● PROBLEM STATEMENT
How many lines below contain the string "Target" with the same capitalization? Reply with the number alone.

● RECORDS FOR THE TASK
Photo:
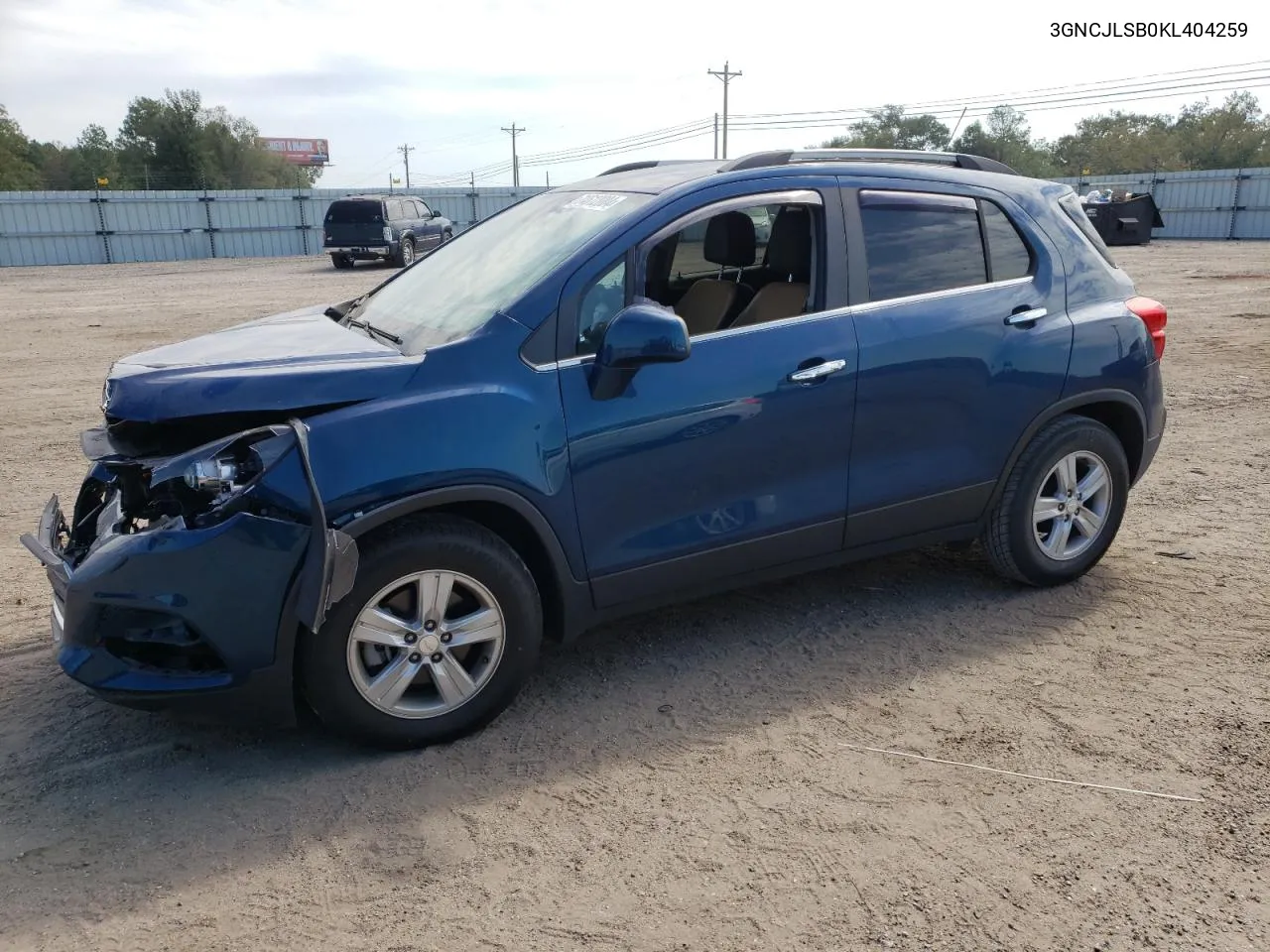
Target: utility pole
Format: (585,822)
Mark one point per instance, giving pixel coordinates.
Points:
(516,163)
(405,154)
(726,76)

---

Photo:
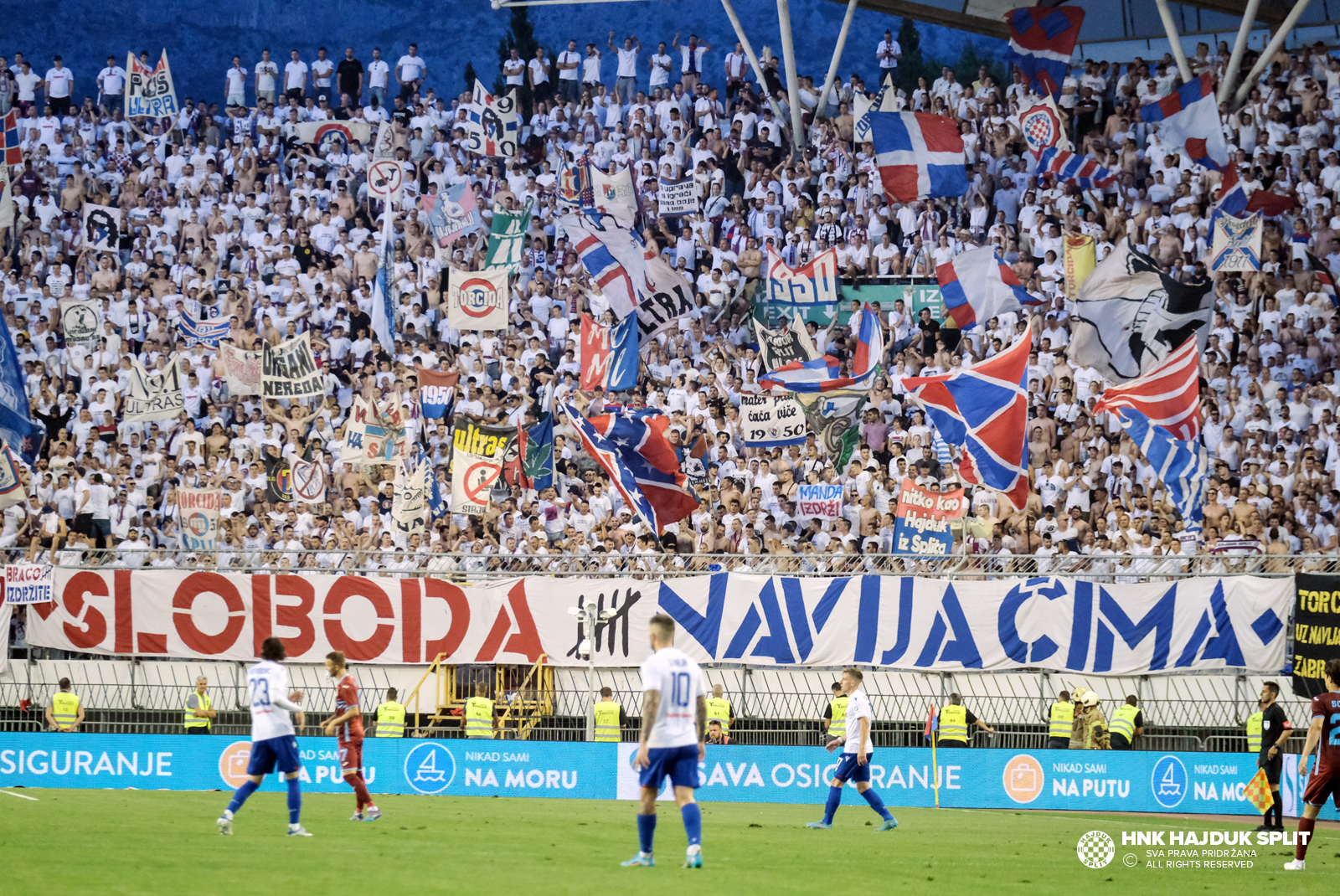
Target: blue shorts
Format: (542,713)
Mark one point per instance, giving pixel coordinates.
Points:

● FINAL ANSWER
2